■ Work order ■
The expected answer is the set of lines in the data below between the line holding "# point at: building" and the line holding "# point at: wooden", inclusive, written out exactly.
+++ Material supplied
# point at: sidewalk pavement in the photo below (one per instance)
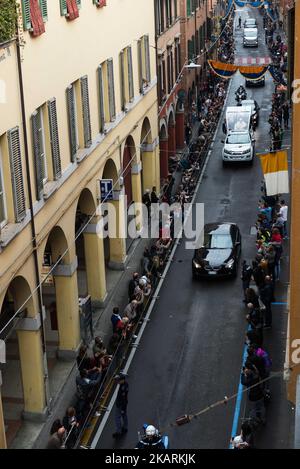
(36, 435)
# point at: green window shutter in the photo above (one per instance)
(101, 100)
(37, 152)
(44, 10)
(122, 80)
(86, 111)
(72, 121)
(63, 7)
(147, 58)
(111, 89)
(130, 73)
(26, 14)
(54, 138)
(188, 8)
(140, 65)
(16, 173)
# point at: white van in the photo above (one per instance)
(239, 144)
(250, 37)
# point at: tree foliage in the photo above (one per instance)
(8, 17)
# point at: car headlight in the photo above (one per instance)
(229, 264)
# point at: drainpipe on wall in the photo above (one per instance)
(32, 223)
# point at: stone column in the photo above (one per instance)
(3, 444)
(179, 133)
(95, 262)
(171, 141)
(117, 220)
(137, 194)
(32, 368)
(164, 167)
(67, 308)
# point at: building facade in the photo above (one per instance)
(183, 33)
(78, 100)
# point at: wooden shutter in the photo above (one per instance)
++++++
+++ Material supplied
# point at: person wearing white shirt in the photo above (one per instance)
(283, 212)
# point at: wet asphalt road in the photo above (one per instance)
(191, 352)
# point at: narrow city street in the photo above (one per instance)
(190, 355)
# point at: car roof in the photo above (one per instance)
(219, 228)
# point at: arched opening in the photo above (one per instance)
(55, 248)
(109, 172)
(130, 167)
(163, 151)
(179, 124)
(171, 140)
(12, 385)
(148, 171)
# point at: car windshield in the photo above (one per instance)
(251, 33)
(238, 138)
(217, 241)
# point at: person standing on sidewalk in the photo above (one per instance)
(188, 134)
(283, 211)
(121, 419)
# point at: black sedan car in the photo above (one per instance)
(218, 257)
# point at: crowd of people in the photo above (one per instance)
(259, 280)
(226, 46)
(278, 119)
++++++
+++ Material supplied
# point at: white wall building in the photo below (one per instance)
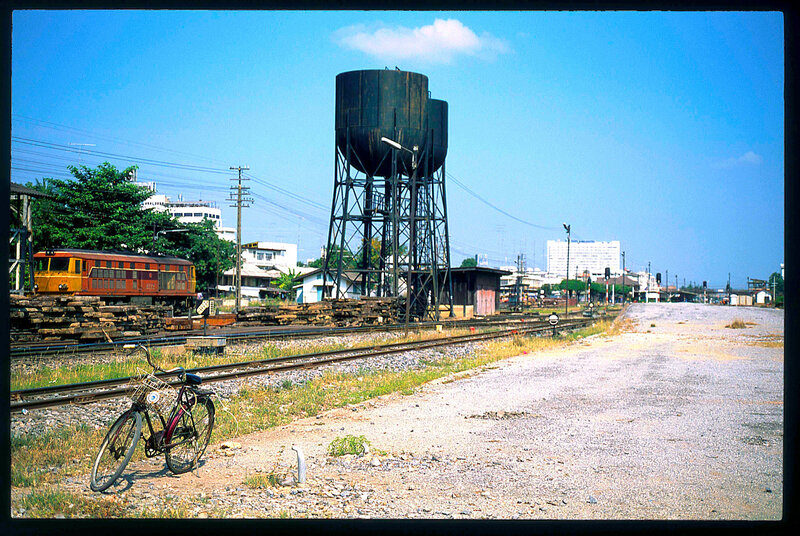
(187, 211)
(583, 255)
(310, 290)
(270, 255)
++++++
■ Output of the exercise ■
# point at: building facade in the photo above (one per instance)
(183, 33)
(78, 100)
# point at: wooden shutter in the photo above (one per instance)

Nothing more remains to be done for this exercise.